What the task asks: Counting the lines below, how many contain the string "exhaust"? Give the number and nothing else.

The input:
------------------------------------------------
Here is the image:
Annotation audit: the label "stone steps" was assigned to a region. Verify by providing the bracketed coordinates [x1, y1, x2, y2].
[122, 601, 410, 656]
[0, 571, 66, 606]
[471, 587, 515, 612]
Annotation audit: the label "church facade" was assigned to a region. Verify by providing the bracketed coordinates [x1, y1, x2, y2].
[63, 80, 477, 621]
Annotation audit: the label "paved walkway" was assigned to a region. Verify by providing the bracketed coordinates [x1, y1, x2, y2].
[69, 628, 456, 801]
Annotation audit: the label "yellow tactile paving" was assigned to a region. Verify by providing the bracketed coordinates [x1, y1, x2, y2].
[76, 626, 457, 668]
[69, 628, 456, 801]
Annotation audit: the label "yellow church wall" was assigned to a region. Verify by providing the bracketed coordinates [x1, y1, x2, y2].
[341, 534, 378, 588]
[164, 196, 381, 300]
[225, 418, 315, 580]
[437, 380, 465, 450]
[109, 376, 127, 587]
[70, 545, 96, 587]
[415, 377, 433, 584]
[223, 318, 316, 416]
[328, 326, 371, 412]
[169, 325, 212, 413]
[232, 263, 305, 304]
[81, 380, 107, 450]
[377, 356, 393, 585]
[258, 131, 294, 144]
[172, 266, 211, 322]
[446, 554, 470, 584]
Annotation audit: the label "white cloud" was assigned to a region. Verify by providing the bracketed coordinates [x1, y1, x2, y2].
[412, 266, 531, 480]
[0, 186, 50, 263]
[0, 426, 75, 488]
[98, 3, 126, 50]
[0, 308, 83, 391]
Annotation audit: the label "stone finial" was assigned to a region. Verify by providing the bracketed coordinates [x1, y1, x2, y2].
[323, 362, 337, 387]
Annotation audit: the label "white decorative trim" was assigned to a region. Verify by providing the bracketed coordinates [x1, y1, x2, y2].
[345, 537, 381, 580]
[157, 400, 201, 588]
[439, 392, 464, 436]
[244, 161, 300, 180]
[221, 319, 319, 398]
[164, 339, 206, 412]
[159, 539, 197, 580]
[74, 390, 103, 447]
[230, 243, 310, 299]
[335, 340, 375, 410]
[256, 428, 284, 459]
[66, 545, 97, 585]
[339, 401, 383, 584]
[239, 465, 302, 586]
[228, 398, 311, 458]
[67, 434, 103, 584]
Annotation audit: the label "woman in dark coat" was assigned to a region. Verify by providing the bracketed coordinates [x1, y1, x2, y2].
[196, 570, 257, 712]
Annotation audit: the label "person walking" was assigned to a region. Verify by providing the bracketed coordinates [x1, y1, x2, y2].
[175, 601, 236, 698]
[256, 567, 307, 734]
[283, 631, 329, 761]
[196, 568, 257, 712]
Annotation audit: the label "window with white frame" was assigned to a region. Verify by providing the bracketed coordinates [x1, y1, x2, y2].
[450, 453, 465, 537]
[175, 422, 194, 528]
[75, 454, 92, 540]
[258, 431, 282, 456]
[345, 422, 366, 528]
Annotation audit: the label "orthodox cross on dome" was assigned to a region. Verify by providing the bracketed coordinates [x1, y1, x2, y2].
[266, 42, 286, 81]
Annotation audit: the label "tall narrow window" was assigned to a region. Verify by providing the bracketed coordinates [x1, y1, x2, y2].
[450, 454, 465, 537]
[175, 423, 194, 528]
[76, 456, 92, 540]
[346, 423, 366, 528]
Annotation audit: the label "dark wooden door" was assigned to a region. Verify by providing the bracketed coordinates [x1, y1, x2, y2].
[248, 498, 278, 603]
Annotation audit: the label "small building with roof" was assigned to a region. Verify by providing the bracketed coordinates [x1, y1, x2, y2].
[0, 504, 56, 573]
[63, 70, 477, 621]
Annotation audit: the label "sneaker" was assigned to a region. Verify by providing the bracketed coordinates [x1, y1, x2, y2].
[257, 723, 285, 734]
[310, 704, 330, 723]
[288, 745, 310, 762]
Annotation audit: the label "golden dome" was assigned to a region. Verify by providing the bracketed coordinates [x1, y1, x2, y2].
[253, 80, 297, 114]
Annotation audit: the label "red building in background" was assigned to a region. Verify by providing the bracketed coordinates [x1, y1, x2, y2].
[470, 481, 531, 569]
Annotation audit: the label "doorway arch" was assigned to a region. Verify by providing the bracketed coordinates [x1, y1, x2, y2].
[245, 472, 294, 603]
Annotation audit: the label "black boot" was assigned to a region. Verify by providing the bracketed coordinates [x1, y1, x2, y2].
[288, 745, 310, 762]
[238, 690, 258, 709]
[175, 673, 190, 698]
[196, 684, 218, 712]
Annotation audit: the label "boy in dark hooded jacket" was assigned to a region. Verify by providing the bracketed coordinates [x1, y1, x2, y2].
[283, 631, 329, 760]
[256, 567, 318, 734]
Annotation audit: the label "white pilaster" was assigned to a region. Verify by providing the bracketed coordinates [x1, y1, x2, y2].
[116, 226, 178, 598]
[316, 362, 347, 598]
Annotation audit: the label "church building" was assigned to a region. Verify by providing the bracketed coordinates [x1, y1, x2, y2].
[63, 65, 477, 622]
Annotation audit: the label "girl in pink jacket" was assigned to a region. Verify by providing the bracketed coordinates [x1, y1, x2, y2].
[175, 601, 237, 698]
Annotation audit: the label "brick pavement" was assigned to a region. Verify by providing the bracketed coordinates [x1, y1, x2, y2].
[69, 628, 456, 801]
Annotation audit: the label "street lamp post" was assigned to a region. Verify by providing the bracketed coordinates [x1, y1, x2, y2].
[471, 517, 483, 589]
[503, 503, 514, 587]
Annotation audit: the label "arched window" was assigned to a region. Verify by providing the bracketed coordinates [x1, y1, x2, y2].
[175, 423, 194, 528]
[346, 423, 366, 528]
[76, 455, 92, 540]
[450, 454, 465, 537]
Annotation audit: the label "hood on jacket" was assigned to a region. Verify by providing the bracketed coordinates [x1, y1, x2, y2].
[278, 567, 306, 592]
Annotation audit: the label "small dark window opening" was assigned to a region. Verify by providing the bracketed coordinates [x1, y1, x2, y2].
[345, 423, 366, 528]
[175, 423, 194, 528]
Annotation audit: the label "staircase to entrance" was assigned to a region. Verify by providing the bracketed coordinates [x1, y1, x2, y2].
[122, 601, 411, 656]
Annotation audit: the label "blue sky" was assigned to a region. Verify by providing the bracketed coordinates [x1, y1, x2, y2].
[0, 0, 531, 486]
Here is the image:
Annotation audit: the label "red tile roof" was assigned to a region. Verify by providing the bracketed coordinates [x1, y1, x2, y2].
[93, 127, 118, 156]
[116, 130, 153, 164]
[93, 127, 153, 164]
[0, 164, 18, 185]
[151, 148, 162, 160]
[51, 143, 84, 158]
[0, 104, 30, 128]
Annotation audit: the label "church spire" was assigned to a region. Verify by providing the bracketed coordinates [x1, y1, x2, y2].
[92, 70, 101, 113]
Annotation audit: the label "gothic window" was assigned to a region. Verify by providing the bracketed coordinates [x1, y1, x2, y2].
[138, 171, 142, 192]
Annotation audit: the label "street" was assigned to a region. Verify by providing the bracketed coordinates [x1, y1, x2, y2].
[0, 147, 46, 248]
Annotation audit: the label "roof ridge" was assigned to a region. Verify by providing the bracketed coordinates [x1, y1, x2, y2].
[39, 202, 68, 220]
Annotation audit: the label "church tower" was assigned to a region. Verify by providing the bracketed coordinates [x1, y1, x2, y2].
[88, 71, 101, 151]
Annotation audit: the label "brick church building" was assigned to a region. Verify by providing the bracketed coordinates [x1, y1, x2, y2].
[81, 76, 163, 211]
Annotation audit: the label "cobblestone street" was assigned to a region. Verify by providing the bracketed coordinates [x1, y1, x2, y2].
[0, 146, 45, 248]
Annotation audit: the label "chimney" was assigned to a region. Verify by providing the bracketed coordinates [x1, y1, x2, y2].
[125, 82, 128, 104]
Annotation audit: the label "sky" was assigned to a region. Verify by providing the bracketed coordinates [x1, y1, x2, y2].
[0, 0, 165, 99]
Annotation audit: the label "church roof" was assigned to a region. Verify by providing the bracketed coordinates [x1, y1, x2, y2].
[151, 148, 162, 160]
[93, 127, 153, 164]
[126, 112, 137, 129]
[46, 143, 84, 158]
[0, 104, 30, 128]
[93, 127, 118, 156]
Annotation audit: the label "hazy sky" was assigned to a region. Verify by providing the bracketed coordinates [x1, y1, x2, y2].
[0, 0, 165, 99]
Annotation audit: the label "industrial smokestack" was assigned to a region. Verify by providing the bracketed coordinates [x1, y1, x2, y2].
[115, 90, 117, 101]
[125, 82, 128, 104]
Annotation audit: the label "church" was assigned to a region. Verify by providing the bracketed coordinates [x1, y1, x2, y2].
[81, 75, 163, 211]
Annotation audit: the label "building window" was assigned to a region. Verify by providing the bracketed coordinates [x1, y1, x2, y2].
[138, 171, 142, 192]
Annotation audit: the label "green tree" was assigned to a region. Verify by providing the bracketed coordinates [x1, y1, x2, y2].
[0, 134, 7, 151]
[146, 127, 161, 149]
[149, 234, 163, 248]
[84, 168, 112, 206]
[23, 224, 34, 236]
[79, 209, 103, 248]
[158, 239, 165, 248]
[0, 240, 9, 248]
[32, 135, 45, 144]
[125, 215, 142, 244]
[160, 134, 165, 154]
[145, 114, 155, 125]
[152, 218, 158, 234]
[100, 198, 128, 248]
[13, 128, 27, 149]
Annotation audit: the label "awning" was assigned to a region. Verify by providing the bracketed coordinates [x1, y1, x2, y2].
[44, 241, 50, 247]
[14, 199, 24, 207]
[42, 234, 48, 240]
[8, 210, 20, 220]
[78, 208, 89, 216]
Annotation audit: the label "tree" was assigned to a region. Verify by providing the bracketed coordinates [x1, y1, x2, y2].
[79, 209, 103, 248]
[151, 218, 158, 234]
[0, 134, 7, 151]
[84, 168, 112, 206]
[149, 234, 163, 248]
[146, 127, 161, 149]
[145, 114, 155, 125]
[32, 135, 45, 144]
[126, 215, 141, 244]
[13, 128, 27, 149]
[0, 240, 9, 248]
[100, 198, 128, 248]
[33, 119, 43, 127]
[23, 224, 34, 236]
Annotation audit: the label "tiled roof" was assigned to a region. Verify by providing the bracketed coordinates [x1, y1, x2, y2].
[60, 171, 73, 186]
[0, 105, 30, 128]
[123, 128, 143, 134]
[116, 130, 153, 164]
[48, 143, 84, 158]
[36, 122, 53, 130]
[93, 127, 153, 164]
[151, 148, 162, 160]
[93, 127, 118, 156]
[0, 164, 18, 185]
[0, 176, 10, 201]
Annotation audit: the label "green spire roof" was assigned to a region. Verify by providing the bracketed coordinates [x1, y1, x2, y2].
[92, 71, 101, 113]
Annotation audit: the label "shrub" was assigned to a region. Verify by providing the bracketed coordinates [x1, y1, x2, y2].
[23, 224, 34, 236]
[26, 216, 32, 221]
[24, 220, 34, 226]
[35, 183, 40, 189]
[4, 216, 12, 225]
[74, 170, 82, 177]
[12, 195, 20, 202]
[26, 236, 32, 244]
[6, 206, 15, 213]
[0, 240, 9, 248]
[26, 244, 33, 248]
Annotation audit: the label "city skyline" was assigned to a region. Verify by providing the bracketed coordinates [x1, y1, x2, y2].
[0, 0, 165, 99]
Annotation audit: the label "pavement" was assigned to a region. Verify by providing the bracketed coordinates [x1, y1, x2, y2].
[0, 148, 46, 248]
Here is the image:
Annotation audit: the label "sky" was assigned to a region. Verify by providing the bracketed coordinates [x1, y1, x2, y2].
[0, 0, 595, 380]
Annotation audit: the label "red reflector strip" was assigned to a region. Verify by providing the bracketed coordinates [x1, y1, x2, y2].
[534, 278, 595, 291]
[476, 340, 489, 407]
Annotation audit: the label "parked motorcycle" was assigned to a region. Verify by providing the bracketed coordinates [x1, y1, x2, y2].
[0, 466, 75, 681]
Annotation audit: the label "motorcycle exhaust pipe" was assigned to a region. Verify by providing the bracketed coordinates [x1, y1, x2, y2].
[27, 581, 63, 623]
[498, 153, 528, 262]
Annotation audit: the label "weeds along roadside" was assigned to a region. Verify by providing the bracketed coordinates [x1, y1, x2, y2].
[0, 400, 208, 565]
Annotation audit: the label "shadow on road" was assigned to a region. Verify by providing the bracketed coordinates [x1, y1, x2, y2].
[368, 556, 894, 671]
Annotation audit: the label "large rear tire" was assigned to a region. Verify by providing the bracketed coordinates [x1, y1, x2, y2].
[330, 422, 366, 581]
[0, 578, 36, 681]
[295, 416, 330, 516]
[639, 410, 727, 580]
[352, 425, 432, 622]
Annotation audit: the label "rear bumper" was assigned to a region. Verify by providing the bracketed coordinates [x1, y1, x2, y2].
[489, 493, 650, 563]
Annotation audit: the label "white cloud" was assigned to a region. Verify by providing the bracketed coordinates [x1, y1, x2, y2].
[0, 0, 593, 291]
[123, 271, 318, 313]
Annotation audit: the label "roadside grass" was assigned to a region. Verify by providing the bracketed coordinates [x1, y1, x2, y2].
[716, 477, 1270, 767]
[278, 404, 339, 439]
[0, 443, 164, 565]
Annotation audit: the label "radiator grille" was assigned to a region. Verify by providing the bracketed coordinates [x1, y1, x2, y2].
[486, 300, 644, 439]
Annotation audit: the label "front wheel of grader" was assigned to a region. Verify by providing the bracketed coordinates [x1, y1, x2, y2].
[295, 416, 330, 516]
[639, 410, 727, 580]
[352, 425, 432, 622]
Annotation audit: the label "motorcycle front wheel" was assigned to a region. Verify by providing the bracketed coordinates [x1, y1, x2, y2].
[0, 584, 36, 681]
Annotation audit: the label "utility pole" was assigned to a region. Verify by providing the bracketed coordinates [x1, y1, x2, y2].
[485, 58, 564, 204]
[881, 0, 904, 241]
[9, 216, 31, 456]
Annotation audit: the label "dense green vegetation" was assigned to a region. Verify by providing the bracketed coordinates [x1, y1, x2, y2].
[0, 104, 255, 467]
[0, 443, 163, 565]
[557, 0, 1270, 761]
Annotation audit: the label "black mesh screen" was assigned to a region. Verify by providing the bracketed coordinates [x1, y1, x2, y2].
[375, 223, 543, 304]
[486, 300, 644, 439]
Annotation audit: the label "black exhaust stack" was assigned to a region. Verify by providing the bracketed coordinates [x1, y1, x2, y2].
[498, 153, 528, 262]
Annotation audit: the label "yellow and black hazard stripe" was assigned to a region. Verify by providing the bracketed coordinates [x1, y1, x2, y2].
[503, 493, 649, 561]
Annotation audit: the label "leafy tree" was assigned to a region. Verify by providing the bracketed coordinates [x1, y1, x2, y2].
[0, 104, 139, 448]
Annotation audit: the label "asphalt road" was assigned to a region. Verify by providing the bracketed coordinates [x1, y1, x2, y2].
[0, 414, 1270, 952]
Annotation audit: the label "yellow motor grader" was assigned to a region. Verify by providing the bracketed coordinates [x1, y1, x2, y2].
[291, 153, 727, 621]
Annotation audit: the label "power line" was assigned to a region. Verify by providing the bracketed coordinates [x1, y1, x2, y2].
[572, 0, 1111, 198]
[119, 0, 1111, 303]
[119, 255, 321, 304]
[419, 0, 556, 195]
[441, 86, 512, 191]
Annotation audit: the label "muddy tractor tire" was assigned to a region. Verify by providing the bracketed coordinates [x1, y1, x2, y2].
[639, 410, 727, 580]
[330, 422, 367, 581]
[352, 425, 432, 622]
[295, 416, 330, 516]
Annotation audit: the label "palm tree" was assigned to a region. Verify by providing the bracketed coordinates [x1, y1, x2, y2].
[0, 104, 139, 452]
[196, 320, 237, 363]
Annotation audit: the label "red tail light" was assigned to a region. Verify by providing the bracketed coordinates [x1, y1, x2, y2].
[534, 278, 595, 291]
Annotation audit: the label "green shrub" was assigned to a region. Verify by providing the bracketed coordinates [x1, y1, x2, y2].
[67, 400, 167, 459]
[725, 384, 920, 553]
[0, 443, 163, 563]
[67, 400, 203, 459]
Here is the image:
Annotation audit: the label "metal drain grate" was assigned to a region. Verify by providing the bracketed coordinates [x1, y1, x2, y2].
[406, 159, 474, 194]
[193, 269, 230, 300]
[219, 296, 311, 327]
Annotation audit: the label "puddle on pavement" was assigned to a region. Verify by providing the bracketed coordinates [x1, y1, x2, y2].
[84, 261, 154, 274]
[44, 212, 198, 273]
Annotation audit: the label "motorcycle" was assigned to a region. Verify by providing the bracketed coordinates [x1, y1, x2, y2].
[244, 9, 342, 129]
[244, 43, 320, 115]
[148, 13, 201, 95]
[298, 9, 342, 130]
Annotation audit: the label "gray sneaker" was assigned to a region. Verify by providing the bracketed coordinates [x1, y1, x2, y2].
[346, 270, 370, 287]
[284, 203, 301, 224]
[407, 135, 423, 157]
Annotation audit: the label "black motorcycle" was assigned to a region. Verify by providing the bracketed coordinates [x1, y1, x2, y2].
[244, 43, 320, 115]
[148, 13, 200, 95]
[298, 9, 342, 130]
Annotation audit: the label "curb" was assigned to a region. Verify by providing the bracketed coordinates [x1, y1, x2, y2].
------------------------------------------------
Reply to the exercise: 2